_WHAT YOU SHOULD DO_.
The data must be returned in full and exactly as given.

(INPUT FOR THIS TASK Opens)

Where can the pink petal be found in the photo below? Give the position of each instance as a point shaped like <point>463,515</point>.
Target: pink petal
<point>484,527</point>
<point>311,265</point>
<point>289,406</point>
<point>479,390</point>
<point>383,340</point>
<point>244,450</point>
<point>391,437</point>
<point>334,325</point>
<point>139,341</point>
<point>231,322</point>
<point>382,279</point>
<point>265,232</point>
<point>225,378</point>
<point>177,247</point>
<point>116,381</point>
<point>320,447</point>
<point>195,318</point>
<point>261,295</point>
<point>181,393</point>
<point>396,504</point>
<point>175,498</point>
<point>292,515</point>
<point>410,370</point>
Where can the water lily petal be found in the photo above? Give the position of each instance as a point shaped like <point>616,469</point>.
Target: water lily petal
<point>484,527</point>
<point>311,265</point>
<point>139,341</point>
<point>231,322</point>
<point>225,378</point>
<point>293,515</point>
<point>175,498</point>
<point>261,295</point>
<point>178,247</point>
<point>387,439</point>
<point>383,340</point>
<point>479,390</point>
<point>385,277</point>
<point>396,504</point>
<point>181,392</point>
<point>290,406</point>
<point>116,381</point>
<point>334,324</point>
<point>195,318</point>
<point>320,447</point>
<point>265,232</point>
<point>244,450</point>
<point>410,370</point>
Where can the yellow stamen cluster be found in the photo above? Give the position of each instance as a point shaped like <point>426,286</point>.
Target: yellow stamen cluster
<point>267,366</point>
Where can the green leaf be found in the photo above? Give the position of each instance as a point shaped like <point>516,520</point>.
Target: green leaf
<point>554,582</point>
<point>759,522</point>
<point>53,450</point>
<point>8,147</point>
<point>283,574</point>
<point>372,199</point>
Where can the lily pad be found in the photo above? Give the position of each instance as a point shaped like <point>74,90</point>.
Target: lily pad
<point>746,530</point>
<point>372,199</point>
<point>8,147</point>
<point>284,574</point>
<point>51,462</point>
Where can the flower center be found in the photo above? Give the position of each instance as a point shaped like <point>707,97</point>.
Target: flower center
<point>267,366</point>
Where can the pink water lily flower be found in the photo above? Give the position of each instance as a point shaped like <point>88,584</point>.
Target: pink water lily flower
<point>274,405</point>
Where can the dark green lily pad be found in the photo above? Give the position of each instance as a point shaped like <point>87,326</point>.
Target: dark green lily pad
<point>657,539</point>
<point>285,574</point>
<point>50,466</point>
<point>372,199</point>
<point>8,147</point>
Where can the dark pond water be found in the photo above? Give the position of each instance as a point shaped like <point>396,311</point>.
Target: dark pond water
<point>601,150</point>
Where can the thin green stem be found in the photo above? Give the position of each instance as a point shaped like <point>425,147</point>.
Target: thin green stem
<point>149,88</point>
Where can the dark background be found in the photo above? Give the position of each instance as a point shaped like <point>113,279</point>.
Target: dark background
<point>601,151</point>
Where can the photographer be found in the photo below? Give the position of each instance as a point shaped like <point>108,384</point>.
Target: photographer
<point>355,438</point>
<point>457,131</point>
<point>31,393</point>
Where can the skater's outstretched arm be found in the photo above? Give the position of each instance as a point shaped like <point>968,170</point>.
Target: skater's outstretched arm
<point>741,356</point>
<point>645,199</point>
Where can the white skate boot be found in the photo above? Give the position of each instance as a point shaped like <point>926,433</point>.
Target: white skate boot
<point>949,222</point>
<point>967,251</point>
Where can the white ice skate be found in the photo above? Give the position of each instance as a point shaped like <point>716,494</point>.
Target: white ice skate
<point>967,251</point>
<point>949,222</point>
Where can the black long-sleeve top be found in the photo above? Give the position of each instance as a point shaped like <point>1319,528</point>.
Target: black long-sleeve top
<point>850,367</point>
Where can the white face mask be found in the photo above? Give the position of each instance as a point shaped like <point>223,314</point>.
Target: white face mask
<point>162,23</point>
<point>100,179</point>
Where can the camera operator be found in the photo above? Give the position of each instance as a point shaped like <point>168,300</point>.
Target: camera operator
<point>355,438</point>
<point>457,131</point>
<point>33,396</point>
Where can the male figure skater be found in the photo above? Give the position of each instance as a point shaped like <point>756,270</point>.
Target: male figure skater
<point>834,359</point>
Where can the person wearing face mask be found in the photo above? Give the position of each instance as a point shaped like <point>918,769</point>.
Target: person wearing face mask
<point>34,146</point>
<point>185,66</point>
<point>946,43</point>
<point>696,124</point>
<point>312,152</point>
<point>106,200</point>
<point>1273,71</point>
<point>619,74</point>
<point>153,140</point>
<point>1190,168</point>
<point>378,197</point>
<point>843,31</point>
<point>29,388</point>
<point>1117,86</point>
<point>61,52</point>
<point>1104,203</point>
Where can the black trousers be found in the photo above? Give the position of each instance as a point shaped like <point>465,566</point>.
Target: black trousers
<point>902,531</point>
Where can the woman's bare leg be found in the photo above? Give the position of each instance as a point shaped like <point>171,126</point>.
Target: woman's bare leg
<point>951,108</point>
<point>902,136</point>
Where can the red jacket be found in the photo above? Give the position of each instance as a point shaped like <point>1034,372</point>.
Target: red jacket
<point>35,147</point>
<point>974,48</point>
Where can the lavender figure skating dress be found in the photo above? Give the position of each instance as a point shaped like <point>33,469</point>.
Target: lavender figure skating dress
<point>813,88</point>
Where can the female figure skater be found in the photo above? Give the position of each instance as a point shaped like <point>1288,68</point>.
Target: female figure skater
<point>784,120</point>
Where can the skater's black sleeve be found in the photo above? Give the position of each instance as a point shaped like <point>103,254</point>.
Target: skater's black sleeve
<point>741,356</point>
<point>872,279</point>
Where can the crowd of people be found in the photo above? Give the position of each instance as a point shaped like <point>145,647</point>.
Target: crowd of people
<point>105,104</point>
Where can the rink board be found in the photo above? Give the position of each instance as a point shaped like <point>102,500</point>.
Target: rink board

(INPUT FOR THIS TASK Closes)

_REPLY_.
Where can the pink petal be found in the photo below? Give the position of each instance as a point shaped like <point>463,515</point>.
Target: pink petal
<point>484,527</point>
<point>311,265</point>
<point>289,406</point>
<point>479,390</point>
<point>383,340</point>
<point>244,450</point>
<point>391,437</point>
<point>334,325</point>
<point>139,341</point>
<point>231,322</point>
<point>382,279</point>
<point>265,232</point>
<point>225,378</point>
<point>177,247</point>
<point>116,381</point>
<point>320,447</point>
<point>195,318</point>
<point>261,295</point>
<point>181,393</point>
<point>396,504</point>
<point>175,498</point>
<point>292,515</point>
<point>410,370</point>
Where can the water lily petal be found in the photo above? Give the position of each instance as a point shaped like <point>616,469</point>.
Target: water lily petal
<point>484,527</point>
<point>311,265</point>
<point>139,341</point>
<point>231,322</point>
<point>225,378</point>
<point>293,515</point>
<point>175,498</point>
<point>261,295</point>
<point>178,247</point>
<point>387,439</point>
<point>383,340</point>
<point>479,390</point>
<point>385,277</point>
<point>396,504</point>
<point>181,392</point>
<point>290,406</point>
<point>116,381</point>
<point>334,324</point>
<point>195,318</point>
<point>320,447</point>
<point>265,232</point>
<point>244,450</point>
<point>410,370</point>
Where can the yellow stamen cluster be found in the photo above? Give the position of each instance as a point shaped like <point>426,286</point>.
Target: yellow stamen cluster
<point>267,366</point>
Where can the green leaf be found in the photo above? Give the position of each instance as a point shaped like <point>516,520</point>.
Target: green leaf
<point>554,582</point>
<point>759,522</point>
<point>53,450</point>
<point>8,147</point>
<point>283,574</point>
<point>372,199</point>
Where can the lily pad be found in the photo above? Give the position of each instance as a point shaped like <point>74,90</point>.
Target: lily pad
<point>746,530</point>
<point>372,199</point>
<point>8,147</point>
<point>284,574</point>
<point>51,462</point>
Where can the flower center be found in the photo above? Give the position of each instance as a point shaped like <point>707,97</point>.
Target: flower center
<point>267,366</point>
Where can the pink water lily flower be found in the photo above? Give the position of each instance as a point shaped like <point>88,584</point>.
Target: pink water lily flower
<point>274,405</point>
Where can the dark green lily pad be found in the photo above? Give the position of each instance as a point shaped like <point>87,326</point>.
Target: dark green lily pad
<point>657,539</point>
<point>285,574</point>
<point>50,466</point>
<point>372,199</point>
<point>8,147</point>
Where can the dark pond water be found in the photo above? Give the position of each instance as a point shaped like <point>396,311</point>.
Target: dark pond water
<point>601,150</point>
Where can the thin green stem be found in the photo above? Give the position of each instance as a point shaped like <point>425,147</point>.
Target: thin green stem
<point>149,88</point>
Where can the dark background be found in the photo above? Give the position of each instance as a point shaped like <point>113,279</point>.
Target: dark background
<point>601,151</point>
Where can the photographer be found in the photo below? Give the position of each instance as a point shaped like <point>108,384</point>.
Target: photographer
<point>355,438</point>
<point>457,131</point>
<point>31,393</point>
Where can the skater's outstretched arm be found in the photo above? Give the position of each instance as a point shaped like <point>968,170</point>.
Target: skater's outstretched arm
<point>741,356</point>
<point>645,199</point>
Where can the white skate boot be found in the photo above? Give the position of each instance as a point shaped like <point>926,433</point>.
Target: white skate boot
<point>949,222</point>
<point>967,251</point>
Where can the white ice skate be found in the photo above? Give the position of each instance as a point shaped like <point>716,494</point>.
Target: white ice skate
<point>967,251</point>
<point>949,222</point>
Where can the black long-sleeve top be found in the photo above? Give the position of each instance as a point shaped like <point>1319,528</point>.
Target: black long-sleeve top
<point>850,367</point>
Where can the white face mask be found in the photo above? Give the position of each instance as a point shaped like <point>223,314</point>.
Target: white face mask
<point>162,23</point>
<point>100,179</point>
Where can the camera operator be found in the photo above? Give the position of each instance as a point shaped like <point>168,300</point>.
Target: camera operator
<point>355,438</point>
<point>457,131</point>
<point>33,396</point>
Where can the male figure skater be found in the photo above? Give the position of each instance as a point shaped like <point>756,270</point>.
Target: male figure skater
<point>834,359</point>
Where can the person wearing face mask be found in the photo above? Give the position of each instance as a point shaped like <point>918,769</point>.
Target: person wearing face mask
<point>34,146</point>
<point>185,66</point>
<point>946,43</point>
<point>696,124</point>
<point>312,152</point>
<point>106,200</point>
<point>1273,71</point>
<point>619,74</point>
<point>153,140</point>
<point>1190,168</point>
<point>378,197</point>
<point>843,31</point>
<point>29,388</point>
<point>1117,86</point>
<point>61,52</point>
<point>1104,203</point>
Where can the black trousers be found in the photo above? Give the position of each instance as a point shaped like <point>465,566</point>.
Target: black trousers
<point>902,531</point>
Where can the woman's bare leg be found in the photo above? Give the position of each instance as a point shaped like <point>171,126</point>.
Target: woman's bare leg
<point>951,108</point>
<point>902,136</point>
Where can the red jacket be found in the photo above? Give the position of each instance as a point shaped like <point>1034,372</point>.
Target: red jacket
<point>35,147</point>
<point>974,48</point>
Where can the lavender figure skating dress be found in the photo above? Give the position of each instance as a point shaped like <point>33,469</point>.
Target: lavender figure skating dress
<point>813,88</point>
Where can the female figure skater be found in the photo above? Give the position of each instance as a point shaped like <point>1288,68</point>.
Target: female figure skater
<point>784,120</point>
Where can the skater's black sleeve be found in the photo above? Give the position of each instance as a point shaped like <point>103,254</point>.
Target: skater's black sleeve
<point>741,356</point>
<point>872,279</point>
Where can the crowd of people be found in the photo above? Give the position of each instance as a point shaped like <point>145,647</point>.
Target: crowd of people
<point>105,104</point>
Where can the rink board be found in the photo above? Give the position of each instance as a point shaped like <point>102,500</point>.
Target: rink board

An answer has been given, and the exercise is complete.